Start of Text block
3-year-old cancer survivor is flower girl at her bone marrow donor's wedding: 'She saved our daughter's life'
Skye Savren-McCormick was diagnosed with leukemia in 2016.
Guests were in tears earlier this month as a toddler walked down the aisle at the wedding of the woman who saved her life.
Skye Savren-McCormick, 3, served as the flower girl for bride Hayden Hatfield Ryals, 26, who was Skye's bone marrow donor.
"I always tell people they're smitten for one another," Talia Savren-McCormick told "Good Morning America" of Ryals and her young daughter. "Skye calls her 'Hay Hay.'
Savren-McCormick said that during the wedding, her daughter "stepped out and took a giant, handful of flowers and threw them on the ground. One of the bridesmaids said everyone was ugly crying."
Skye was diagnosed with juvenile myelomonocytic leukemia in March 2016, just before her first birthday. That same year, she had her first bone marrow transplant, from Ryals, and later, a vital infusion of cells. Skye's final transplant was April 2017.
Savren-McCormick said that Skye wouldn't have made it to her final transplant if it had not been for Ryals.
"She was that sick," Savren-McCormick said. "I feel like Hayden is such a huge success in why Skye was able to beat leukemia."
Months after her transplant, Savren-McCormick and her husband Todd received a letter from Ryals who reached out through Be the Match, the organization to which Ryals donated her bone marrow.
Ryals and the Savren-McCormicks exchanged texts and Facebook messages until Ryals sent Skye a gift for her third birthday. Inside the card was an invitation asking the toddler to be the flower girl at her June 9 wedding.
After Skye's doctors gave her a clear bill of health, she and her parents made the trip to Alabama. At the wedding rehearsal, Skye and Ryals embraced for the very first time.
"I walked up and I just dropped to my knees and all I could do was smile," Ryals told ABC's World News Tonight.
Savren-McCormick said that her and Ryals' families hope to see each other again soon.
"They are going to be part of our lives forever," Savren-McCormick added. "She saved our daughter's life."
End of Text block
Can you reproduce, word for word, the part of the flower girl article that begins with the words containing "Ryals and the" and ends with "World News Tonight."?
Start of Information given
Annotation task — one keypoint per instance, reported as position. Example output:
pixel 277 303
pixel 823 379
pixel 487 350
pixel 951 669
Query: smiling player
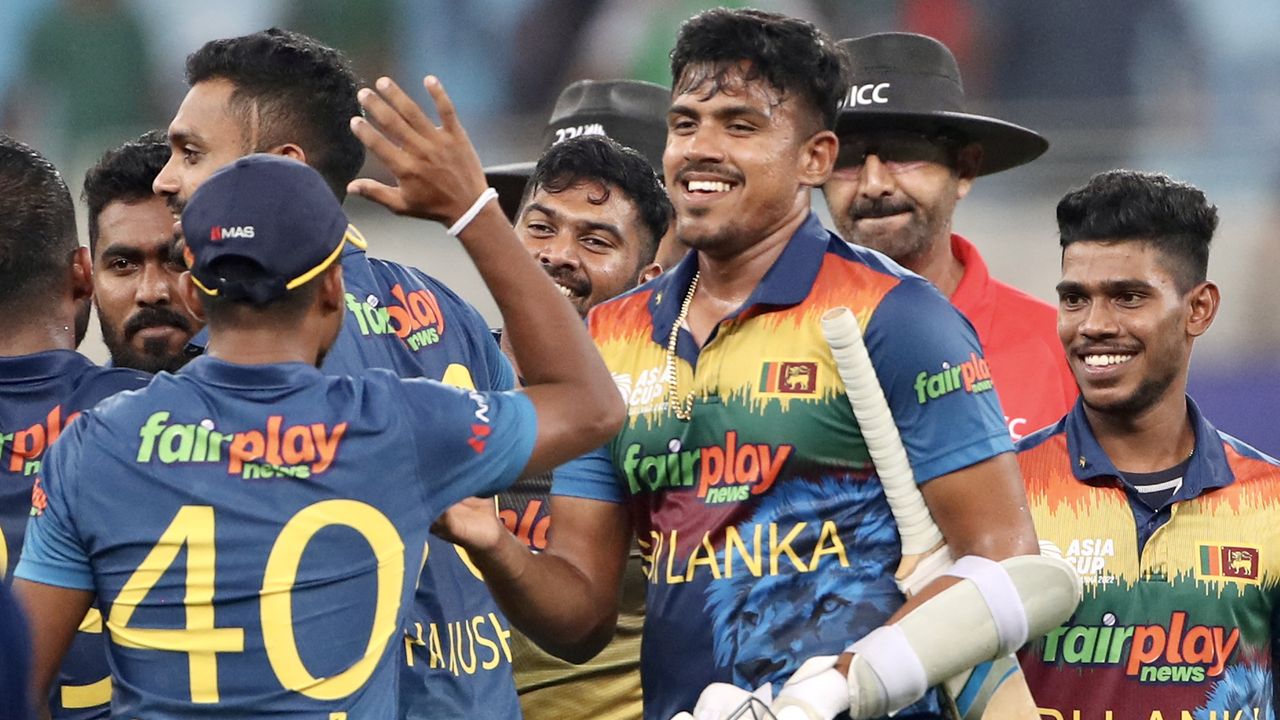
pixel 1170 522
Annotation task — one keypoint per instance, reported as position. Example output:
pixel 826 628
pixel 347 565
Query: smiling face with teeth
pixel 740 158
pixel 1127 327
pixel 589 241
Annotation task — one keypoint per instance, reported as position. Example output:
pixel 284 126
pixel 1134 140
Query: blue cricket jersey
pixel 456 651
pixel 40 393
pixel 254 533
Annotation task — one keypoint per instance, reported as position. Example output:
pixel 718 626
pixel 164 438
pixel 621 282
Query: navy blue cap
pixel 261 227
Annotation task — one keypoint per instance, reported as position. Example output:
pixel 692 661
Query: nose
pixel 167 182
pixel 558 251
pixel 874 181
pixel 154 285
pixel 1098 322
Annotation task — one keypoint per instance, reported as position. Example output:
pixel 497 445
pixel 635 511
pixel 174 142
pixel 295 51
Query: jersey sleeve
pixel 502 376
pixel 470 442
pixel 936 381
pixel 590 477
pixel 53 552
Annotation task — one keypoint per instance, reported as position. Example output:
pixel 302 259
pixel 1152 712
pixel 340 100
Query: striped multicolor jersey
pixel 767 538
pixel 1179 611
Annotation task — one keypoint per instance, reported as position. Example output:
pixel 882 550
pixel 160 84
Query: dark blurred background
pixel 1187 87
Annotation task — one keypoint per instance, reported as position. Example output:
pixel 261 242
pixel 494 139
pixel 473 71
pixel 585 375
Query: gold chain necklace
pixel 684 410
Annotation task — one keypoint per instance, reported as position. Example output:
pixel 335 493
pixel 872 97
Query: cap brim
pixel 1004 145
pixel 510 182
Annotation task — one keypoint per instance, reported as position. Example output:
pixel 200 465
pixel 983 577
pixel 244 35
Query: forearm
pixel 549 600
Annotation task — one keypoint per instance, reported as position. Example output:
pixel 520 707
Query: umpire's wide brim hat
pixel 901 80
pixel 630 112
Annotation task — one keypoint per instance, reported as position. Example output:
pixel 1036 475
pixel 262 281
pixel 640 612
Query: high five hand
pixel 437 169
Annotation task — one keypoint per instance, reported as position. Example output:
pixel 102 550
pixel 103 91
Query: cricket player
pixel 145 324
pixel 283 92
pixel 286 510
pixel 1171 523
pixel 45 291
pixel 592 217
pixel 768 542
pixel 908 154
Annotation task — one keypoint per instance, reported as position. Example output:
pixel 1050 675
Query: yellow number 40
pixel 201 639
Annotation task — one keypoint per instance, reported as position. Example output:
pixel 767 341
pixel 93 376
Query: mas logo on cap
pixel 234 231
pixel 261 227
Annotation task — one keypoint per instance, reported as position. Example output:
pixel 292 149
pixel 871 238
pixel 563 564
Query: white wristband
pixel 489 194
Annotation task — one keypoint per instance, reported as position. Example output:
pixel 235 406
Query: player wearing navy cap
pixel 45 292
pixel 279 515
pixel 286 94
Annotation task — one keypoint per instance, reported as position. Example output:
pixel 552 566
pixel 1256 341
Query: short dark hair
pixel 124 174
pixel 790 54
pixel 1171 215
pixel 604 160
pixel 37 226
pixel 291 89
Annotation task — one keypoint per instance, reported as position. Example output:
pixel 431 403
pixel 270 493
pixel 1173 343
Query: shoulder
pixel 1248 461
pixel 629 314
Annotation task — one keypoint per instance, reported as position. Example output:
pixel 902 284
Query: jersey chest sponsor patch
pixel 412 315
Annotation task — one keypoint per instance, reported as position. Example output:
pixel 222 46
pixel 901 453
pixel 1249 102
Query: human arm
pixel 53 615
pixel 439 177
pixel 566 597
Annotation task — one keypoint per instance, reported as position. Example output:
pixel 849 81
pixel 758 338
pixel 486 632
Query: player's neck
pixel 726 282
pixel 1152 441
pixel 40 336
pixel 263 346
pixel 938 265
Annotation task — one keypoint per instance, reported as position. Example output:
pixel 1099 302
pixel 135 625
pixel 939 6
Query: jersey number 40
pixel 202 641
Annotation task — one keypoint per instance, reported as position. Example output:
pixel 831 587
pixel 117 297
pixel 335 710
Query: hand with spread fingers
pixel 437 169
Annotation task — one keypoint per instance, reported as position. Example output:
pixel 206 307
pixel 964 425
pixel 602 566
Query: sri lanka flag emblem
pixel 1229 561
pixel 789 378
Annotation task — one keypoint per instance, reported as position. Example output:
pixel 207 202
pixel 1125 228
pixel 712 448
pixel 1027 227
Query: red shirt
pixel 1019 336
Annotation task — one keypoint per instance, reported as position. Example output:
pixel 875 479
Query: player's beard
pixel 155 354
pixel 1147 395
pixel 905 244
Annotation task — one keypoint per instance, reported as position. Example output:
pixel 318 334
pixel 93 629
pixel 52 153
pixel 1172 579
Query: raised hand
pixel 437 169
pixel 472 524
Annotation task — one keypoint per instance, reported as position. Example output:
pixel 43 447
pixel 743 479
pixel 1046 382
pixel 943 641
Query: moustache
pixel 152 317
pixel 568 278
pixel 878 208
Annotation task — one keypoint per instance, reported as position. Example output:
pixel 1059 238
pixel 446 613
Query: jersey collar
pixel 22 369
pixel 1208 468
pixel 786 283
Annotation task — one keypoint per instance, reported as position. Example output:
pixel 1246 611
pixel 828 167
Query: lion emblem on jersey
pixel 764 627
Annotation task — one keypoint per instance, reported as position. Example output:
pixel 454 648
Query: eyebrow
pixel 1109 287
pixel 589 224
pixel 183 135
pixel 722 113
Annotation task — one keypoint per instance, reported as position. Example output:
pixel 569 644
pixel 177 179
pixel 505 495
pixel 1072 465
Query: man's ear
pixel 191 296
pixel 818 158
pixel 333 291
pixel 82 274
pixel 968 163
pixel 648 273
pixel 1203 300
pixel 291 151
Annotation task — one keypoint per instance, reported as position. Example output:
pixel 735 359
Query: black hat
pixel 275 217
pixel 630 112
pixel 905 80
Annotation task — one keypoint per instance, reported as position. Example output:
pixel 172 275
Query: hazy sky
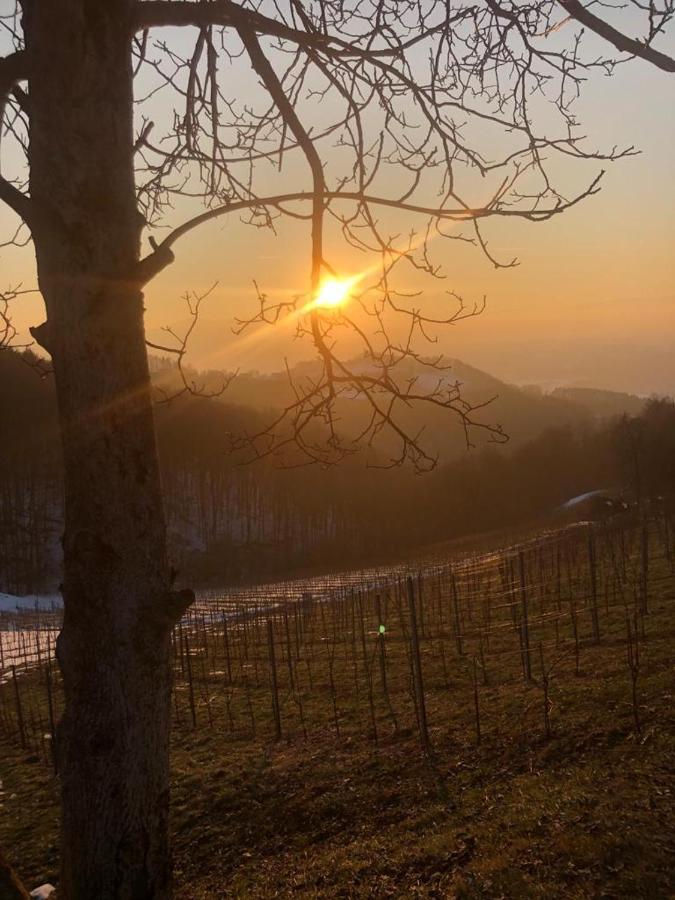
pixel 592 301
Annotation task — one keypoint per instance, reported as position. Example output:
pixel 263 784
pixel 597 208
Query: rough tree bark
pixel 119 610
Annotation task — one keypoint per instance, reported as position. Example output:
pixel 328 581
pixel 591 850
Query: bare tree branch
pixel 622 42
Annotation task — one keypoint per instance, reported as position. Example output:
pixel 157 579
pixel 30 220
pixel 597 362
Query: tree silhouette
pixel 420 89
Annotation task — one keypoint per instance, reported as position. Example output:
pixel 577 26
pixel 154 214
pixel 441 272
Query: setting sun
pixel 334 292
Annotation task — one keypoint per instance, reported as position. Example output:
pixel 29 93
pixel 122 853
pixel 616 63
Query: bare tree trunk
pixel 114 649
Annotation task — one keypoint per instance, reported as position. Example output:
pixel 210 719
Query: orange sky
pixel 592 302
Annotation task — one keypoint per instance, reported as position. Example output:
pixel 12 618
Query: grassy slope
pixel 587 813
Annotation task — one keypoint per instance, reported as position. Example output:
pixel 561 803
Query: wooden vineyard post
pixel 19 710
pixel 50 710
pixel 417 670
pixel 191 689
pixel 475 699
pixel 592 564
pixel 455 613
pixel 524 621
pixel 276 711
pixel 644 569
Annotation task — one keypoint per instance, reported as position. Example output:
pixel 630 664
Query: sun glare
pixel 334 291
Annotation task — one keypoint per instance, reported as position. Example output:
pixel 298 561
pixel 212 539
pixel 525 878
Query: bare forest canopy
pixel 230 522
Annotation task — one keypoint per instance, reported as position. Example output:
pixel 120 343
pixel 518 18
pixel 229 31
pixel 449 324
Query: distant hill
pixel 523 413
pixel 602 404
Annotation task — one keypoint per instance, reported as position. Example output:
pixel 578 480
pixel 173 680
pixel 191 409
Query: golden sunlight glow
pixel 334 291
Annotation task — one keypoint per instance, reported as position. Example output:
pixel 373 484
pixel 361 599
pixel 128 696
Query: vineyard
pixel 529 646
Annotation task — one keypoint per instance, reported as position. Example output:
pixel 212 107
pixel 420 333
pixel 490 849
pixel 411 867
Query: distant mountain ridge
pixel 603 403
pixel 523 412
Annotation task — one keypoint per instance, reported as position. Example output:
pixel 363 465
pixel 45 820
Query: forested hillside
pixel 232 521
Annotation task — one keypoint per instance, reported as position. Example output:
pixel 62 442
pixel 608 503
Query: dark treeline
pixel 230 522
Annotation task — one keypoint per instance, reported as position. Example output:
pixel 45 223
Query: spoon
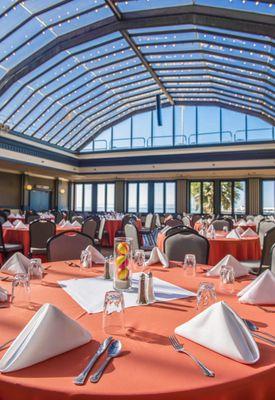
pixel 113 351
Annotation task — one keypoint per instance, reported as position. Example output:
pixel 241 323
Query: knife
pixel 80 379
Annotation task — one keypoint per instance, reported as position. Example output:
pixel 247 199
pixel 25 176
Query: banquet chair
pixel 89 227
pixel 258 266
pixel 264 226
pixel 67 245
pixel 131 232
pixel 40 231
pixel 7 248
pixel 177 245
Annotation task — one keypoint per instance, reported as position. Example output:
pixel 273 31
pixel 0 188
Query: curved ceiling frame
pixel 189 14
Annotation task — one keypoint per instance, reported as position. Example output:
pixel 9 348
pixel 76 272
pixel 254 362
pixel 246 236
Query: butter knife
pixel 80 379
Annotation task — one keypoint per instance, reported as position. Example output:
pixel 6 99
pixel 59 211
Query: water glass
pixel 227 279
pixel 206 296
pixel 36 270
pixel 189 265
pixel 113 313
pixel 21 290
pixel 139 260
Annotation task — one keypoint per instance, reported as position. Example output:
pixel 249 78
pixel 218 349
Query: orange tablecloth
pixel 111 227
pixel 148 368
pixel 242 249
pixel 22 236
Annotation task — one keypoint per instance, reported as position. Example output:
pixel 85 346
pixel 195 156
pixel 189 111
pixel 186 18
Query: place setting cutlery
pixel 180 349
pixel 114 348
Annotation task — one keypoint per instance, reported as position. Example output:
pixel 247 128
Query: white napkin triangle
pixel 76 223
pixel 260 291
pixel 7 224
pixel 97 257
pixel 20 225
pixel 16 264
pixel 233 339
pixel 234 234
pixel 231 261
pixel 3 295
pixel 249 233
pixel 157 256
pixel 49 333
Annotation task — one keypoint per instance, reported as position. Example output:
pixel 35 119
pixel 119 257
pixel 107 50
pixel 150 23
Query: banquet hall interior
pixel 137 167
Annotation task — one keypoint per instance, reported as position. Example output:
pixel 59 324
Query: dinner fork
pixel 180 349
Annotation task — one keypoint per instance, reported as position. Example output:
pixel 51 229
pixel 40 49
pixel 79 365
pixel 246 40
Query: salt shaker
pixel 142 298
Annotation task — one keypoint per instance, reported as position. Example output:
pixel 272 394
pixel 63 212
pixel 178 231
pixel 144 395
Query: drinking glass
pixel 122 264
pixel 189 265
pixel 139 260
pixel 227 279
pixel 206 295
pixel 35 270
pixel 113 313
pixel 21 290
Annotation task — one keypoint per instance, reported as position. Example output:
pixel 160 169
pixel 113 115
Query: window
pixel 268 196
pixel 78 197
pixel 137 197
pixel 164 197
pixel 233 197
pixel 202 197
pixel 88 197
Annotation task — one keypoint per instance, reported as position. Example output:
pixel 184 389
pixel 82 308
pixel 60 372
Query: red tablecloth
pixel 242 249
pixel 22 236
pixel 148 368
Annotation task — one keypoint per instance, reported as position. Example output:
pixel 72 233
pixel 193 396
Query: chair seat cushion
pixel 11 247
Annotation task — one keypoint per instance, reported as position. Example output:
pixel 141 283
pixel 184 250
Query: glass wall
pixel 201 197
pixel 183 126
pixel 268 196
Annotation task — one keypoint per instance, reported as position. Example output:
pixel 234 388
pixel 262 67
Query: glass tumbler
pixel 113 313
pixel 21 290
pixel 227 279
pixel 122 264
pixel 189 265
pixel 206 296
End of Information given
- Response:
Ryals and the Savren-McCormicks exchanged texts and Facebook messages until Ryals sent Skye a gift for her third birthday. Inside the card was an invitation asking the toddler to be the flower girl at her June 9 wedding.
After Skye's doctors gave her a clear bill of health, she and her parents made the trip to Alabama. At the wedding rehearsal, Skye and Ryals embraced for the very first time.
"I walked up and I just dropped to my knees and all I could do was smile," Ryals told ABC's World News Tonight.